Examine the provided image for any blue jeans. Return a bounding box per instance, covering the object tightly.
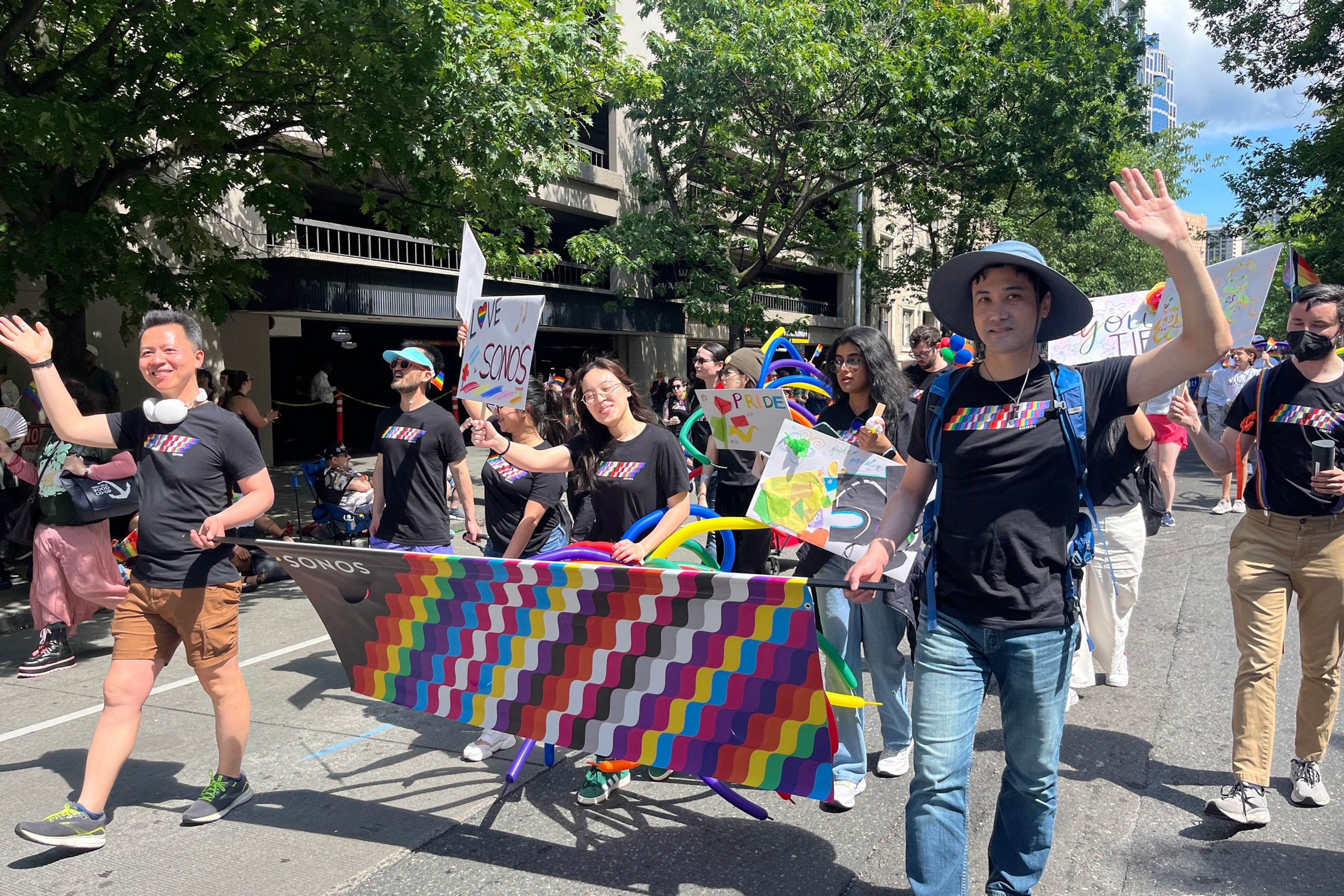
[906,612,1078,896]
[817,555,910,782]
[481,525,570,559]
[368,535,454,556]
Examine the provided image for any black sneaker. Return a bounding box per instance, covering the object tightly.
[181,772,254,825]
[13,803,107,849]
[19,622,75,678]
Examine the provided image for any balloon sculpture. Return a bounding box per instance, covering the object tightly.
[938,333,976,367]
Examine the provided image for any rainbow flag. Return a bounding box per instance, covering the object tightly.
[264,543,835,799]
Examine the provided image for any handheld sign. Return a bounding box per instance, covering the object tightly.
[457,295,546,408]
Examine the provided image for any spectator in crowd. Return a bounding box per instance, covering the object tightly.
[1171,284,1344,827]
[1205,345,1259,516]
[368,343,481,553]
[794,327,911,811]
[1066,410,1153,708]
[0,310,274,849]
[323,442,374,513]
[308,361,336,404]
[1144,383,1189,525]
[83,343,121,412]
[472,357,691,806]
[219,371,280,444]
[700,348,770,575]
[0,380,136,678]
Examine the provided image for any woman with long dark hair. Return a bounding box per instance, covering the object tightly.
[794,327,911,810]
[472,357,691,806]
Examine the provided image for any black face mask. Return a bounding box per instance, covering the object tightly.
[1288,329,1335,361]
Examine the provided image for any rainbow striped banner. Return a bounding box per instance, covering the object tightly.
[1269,404,1344,430]
[942,399,1055,431]
[262,544,833,799]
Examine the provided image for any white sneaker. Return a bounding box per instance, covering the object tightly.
[1290,756,1331,806]
[878,747,910,778]
[1106,653,1129,688]
[821,778,868,811]
[1204,780,1269,827]
[462,728,517,762]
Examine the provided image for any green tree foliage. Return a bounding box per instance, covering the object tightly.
[1191,0,1344,283]
[570,0,1138,338]
[0,0,651,364]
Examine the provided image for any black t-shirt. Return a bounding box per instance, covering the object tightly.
● ● ●
→ **Written request**: Can you format all of the material above as a Markdown table with the columns Row and Text, giving each line its own numbered row, skipping blank lines, and omitting the pictures?

→ **Task answer**:
| Row | Text |
|---|---|
| 1 | Examine the provided image for any blue jeans. Return a bounding box per instance, covering the object tightly. |
| 2 | [906,612,1078,896] |
| 3 | [817,555,910,782] |
| 4 | [481,525,570,559] |
| 5 | [368,535,454,556] |
| 6 | Examine the provided image for any black sneaker. Return a bounding box per instance, covering the object tightly. |
| 7 | [181,772,254,825] |
| 8 | [13,803,107,849] |
| 9 | [19,622,75,678] |
| 10 | Examine the provided image for any balloon sculpture. Return a bounding box per instance, covering the object tightly. |
| 11 | [938,333,976,367] |
| 12 | Examine the provided image for any rainbow flag. Return a bounding box per instance, covering the object tightly. |
| 13 | [264,543,835,799] |
| 14 | Examine the provided image for any handheld sign. Return a bounding box per instance, covering the object tightly. |
| 15 | [457,295,546,408] |
| 16 | Examine the provided image for any spectator in crowd. Return a bounding box per instance, covering the object tightly. |
| 17 | [1171,284,1344,827] |
| 18 | [1205,345,1259,516] |
| 19 | [368,343,481,553] |
| 20 | [794,327,911,811] |
| 21 | [1066,410,1153,708] |
| 22 | [0,310,274,849] |
| 23 | [323,442,374,513] |
| 24 | [308,361,336,404] |
| 25 | [1144,383,1189,525] |
| 26 | [83,343,121,412] |
| 27 | [472,357,691,806] |
| 28 | [219,371,280,444] |
| 29 | [700,348,770,575] |
| 30 | [0,380,136,678] |
| 31 | Examine the provided image for any woman with long dark hair. Return a bounding box per instance, covering the object tightly. |
| 32 | [794,327,911,810] |
| 33 | [472,357,691,806] |
| 34 | Examine the provided image for any black face mask. Return a bounding box per instance, covering the object tightly. |
| 35 | [1288,329,1335,361] |
| 36 | Examine the provided image for any rainbow striped banner. Return a bounding box per instance, covering the object tightly. |
| 37 | [1269,404,1344,430] |
| 38 | [942,399,1055,431] |
| 39 | [262,544,833,799] |
| 40 | Examine the provided image for any white sneaker. Return a bounding box per instance, covering the object tightly. |
| 41 | [1290,756,1331,806] |
| 42 | [878,747,910,778] |
| 43 | [1106,653,1129,688] |
| 44 | [821,778,868,811] |
| 45 | [1204,780,1269,827] |
| 46 | [462,728,517,762] |
| 47 | Examine the provided image for any green tree foliage. Return a bounding box per instance, covering the object tightly. |
| 48 | [1191,0,1344,283] |
| 49 | [570,0,1138,338] |
| 50 | [0,0,651,364] |
| 51 | Examine the provided image for any black t-shirt. Return a bounding box per instance, covering the object tightly. |